**What is expected**: Take the line containing "Trace the outline of every instance of the <item>white" and every line after it to the end of the data, and write them out exactly as they appear.

**Recorded information**:

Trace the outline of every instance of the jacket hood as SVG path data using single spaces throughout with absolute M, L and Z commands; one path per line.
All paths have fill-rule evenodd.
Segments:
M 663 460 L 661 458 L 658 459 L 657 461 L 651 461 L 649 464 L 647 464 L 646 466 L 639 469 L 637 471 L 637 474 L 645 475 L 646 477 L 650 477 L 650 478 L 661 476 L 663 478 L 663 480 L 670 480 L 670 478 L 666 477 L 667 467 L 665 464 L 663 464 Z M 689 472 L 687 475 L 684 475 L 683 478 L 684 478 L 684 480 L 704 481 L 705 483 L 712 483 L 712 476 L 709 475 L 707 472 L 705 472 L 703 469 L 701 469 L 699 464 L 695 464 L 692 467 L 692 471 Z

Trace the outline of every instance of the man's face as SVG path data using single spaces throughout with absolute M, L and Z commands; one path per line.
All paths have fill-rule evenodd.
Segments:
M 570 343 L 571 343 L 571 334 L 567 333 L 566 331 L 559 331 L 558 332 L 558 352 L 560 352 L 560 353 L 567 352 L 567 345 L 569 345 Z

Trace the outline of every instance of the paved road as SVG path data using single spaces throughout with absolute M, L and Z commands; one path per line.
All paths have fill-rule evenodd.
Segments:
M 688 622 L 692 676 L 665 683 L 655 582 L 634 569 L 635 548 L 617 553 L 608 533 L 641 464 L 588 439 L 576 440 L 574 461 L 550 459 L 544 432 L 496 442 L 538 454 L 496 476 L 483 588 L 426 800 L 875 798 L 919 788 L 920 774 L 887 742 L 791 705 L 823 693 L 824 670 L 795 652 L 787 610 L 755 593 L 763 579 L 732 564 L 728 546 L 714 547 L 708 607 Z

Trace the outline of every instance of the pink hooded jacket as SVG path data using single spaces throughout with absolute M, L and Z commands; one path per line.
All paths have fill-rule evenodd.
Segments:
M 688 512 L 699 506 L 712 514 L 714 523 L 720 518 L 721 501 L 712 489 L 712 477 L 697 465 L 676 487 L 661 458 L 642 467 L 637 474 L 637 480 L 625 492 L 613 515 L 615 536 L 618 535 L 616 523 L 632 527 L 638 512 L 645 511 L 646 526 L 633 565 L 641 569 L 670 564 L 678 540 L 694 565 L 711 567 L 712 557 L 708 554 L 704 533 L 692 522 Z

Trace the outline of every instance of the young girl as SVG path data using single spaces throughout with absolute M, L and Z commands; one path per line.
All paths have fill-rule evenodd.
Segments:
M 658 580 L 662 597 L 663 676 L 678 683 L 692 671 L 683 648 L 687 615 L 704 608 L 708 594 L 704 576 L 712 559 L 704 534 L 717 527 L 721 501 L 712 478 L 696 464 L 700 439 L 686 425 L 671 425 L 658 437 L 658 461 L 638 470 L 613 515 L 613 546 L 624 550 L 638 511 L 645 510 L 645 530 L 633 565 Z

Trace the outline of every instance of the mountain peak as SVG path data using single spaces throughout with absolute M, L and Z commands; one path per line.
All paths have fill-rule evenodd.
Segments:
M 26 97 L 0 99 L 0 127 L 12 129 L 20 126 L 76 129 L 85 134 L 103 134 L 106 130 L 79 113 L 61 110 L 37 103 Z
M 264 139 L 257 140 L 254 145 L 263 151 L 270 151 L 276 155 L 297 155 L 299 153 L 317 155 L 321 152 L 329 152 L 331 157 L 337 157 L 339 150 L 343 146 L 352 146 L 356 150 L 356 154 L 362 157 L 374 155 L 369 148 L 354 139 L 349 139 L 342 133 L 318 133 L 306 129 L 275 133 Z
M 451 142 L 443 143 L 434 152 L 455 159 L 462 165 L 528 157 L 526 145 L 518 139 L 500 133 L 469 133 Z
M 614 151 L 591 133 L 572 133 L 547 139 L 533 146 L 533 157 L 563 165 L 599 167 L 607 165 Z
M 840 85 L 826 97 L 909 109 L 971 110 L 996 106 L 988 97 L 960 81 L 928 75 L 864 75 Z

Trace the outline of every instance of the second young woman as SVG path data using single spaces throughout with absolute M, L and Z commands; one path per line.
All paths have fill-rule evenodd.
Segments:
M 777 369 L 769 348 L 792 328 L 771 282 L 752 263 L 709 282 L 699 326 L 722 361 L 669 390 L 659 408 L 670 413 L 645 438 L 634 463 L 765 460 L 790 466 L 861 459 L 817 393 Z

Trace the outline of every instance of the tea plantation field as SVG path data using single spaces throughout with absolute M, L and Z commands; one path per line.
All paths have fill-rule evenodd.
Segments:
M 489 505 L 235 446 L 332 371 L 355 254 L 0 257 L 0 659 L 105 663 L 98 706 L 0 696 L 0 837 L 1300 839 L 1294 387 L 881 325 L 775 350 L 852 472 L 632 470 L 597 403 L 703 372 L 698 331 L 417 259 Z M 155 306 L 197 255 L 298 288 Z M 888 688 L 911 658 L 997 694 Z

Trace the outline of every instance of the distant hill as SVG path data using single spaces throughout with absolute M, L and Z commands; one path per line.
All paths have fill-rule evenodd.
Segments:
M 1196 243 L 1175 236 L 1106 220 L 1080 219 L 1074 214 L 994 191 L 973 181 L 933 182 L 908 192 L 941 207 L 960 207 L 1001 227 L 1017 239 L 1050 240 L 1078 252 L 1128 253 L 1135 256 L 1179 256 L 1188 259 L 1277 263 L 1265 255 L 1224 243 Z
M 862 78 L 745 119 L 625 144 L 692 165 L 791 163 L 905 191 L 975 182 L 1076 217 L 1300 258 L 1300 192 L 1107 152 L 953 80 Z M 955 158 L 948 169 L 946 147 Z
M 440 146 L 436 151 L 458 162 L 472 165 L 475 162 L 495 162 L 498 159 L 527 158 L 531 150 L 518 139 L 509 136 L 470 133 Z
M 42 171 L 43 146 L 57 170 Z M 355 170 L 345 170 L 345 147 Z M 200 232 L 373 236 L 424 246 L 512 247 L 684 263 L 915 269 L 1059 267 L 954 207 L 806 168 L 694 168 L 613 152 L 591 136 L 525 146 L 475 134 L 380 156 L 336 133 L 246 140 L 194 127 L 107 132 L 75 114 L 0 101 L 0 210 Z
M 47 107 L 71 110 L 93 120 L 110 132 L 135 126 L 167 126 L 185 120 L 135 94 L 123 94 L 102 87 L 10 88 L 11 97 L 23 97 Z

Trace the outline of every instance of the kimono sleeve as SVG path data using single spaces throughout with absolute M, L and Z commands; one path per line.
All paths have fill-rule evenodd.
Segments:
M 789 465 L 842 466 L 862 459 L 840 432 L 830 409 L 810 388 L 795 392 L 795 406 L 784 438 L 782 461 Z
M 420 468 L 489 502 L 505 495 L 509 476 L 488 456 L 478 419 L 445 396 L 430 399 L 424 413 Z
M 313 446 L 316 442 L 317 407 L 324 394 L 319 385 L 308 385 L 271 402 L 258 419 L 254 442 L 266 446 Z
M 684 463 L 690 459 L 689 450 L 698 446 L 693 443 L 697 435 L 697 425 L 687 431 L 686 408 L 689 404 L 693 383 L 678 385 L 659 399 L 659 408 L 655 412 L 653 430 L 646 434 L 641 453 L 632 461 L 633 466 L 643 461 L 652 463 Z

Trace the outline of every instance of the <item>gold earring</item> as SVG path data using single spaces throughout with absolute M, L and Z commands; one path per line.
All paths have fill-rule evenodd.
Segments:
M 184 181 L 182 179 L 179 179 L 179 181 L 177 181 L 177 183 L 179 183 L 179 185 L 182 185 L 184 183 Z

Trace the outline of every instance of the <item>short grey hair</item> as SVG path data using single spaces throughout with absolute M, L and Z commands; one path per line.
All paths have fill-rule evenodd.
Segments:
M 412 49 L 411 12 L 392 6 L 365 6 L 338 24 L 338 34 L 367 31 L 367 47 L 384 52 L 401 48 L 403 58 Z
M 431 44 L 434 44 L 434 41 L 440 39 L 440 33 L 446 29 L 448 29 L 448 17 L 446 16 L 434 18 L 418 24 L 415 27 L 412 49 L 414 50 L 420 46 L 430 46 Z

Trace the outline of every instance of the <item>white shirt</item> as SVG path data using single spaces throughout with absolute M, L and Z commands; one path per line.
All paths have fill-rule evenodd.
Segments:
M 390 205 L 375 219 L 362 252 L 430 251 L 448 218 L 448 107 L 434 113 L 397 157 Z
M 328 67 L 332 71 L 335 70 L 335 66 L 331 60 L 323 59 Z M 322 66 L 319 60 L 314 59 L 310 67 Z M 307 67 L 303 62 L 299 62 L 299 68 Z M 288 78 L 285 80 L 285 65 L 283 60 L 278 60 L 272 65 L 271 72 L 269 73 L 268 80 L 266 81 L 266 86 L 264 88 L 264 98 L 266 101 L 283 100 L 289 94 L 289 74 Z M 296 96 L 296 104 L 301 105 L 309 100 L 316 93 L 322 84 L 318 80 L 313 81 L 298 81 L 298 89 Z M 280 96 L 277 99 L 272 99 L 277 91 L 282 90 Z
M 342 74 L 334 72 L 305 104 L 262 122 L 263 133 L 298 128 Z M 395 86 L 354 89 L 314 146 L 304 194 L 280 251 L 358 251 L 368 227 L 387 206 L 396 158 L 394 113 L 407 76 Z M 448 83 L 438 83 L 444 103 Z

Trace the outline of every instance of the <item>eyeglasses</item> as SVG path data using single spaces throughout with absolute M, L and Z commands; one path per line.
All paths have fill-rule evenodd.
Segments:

**Expected answer**:
Trace the outline of every instance of the <item>white shirt</item> as SVG path data using single spaces throughout with absolute M, L and Z commands; one path per line.
All paths have fill-rule evenodd.
Segments:
M 390 205 L 375 219 L 362 252 L 430 251 L 448 218 L 448 107 L 434 113 L 397 157 Z
M 328 67 L 332 71 L 335 70 L 335 66 L 331 60 L 323 59 Z M 322 66 L 319 60 L 314 59 L 310 67 Z M 307 67 L 303 62 L 299 62 L 299 68 Z M 288 78 L 285 80 L 285 65 L 283 60 L 278 60 L 272 65 L 271 72 L 269 73 L 268 80 L 266 81 L 266 86 L 264 88 L 264 98 L 266 101 L 283 100 L 289 94 L 289 74 Z M 296 96 L 296 104 L 301 105 L 309 100 L 316 93 L 322 84 L 318 80 L 313 81 L 298 81 L 298 89 Z M 280 96 L 277 99 L 272 99 L 277 91 L 282 90 Z
M 342 74 L 334 72 L 305 104 L 262 122 L 263 133 L 298 128 Z M 395 86 L 354 89 L 314 146 L 304 194 L 280 251 L 358 251 L 368 227 L 387 206 L 396 158 L 394 113 L 407 76 Z M 448 83 L 438 83 L 444 103 Z

Trace the outline of every instance of the <item>eyeglasses</item> as SVG path data using single spaces throughout with absolute M, L and Z commands; one path per line.
All paths have fill-rule evenodd.
Segments:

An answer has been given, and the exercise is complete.